- Goal -
Transcribe the part of the library renovation text starting with "Dale Dulaney, the" and going on through "subjects like anatomy.".

----- Given passage -----

So it doesn’t seem out of place that Virginia Western Community College spent close to $500,000 on construction costs and another $300,000 for technology upgrades (including 40 computers) on the Brown Library’s main floor. Visitors now are greeted by an open, airy lounge featuring workstations, plush chairs and couches. There is a new self-serve coffee bar and rooms where students can work together on projects, using videoconferencing and iPads that are available for lending. Students can access the internet via Wi-Fi from the lounge and plug in their laptops when the battery (inevitably) starts to fail.
The five study rooms feature 42-inch HD monitors that connect to mobile devices. A classroom features whiteboard (touch enabled screen) technology. The “new” Brown Library main floor (the library has three floors in all) reopened to students in mid-January.
Dale Dulaney, the reference librarian for Virginia Western, said the renovations “have created a great atmosphere for students to come in and do their work. They immediately made themselves right at home. There’s so much more potential, we just can’t wait [to use it].” Dulaney likes that students can work on group projects, bringing up papers or PowerPoint presentations on the large monitors. Interactive CD’s can be used by students or teachers, for subjects like anatomy.
It’s a new world said Dulaney, all about meeting the expectations college and even high school students have these days. “They want a place where they can come and use whatever technology they are accustomed to using, and a place where they can be comfortable.” Dulaney likens it to a “Barnes & Noble feel. We’ve been getting a lot of oohs and aahs from students.”
With more classes promoting a team-based approach to the curriculum, the high-tech workplaces now located at the Brown Library become even more important. “For our purposes, for higher education, [students] are going to have this type of stuff in the workplace,” said Josh Meyer, a spokesman for VWCC. “We have to give them the experience with it.”
The main floor at the Brown Library was closed for almost two years while renovations took place. “It’s not about sticking someone over in the corner [anymore to study],” said Meyer. “The students love it. This is really becoming the place…to hang out or work between classes.”

----- Dataset extract -----

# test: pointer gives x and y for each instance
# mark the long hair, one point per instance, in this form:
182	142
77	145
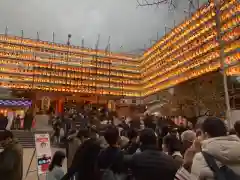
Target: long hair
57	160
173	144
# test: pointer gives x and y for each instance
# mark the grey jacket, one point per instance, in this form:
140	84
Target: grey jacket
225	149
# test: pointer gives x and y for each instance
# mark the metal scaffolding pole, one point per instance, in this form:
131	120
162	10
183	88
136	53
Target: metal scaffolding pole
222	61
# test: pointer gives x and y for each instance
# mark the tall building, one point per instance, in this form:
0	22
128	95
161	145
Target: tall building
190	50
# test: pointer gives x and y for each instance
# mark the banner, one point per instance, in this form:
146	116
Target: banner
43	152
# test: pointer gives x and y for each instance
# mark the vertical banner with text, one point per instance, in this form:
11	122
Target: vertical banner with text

-----
----- Dataset extract -----

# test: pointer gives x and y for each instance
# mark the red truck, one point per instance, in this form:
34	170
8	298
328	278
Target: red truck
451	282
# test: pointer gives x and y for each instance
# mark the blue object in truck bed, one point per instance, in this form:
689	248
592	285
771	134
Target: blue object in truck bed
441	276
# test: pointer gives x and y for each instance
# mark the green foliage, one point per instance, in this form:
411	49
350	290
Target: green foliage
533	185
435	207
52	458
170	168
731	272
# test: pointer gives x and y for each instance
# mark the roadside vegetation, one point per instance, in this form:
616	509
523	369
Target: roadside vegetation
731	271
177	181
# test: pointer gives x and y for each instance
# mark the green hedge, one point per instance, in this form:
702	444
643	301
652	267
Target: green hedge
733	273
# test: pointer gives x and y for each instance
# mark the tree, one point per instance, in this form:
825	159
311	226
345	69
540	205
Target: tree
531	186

-----
----- Dataset extract -----

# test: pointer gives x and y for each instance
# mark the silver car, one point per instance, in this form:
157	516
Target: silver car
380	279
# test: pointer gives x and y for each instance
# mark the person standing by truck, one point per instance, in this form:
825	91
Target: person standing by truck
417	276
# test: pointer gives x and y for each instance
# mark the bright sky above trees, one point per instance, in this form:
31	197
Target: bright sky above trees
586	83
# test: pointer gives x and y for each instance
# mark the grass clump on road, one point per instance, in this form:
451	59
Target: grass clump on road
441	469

-----

- Full answer -
Dale Dulaney, the reference librarian for Virginia Western, said the renovations “have created a great atmosphere for students to come in and do their work. They immediately made themselves right at home. There’s so much more potential, we just can’t wait [to use it].” Dulaney likes that students can work on group projects, bringing up papers or PowerPoint presentations on the large monitors. Interactive CD’s can be used by students or teachers, for subjects like anatomy.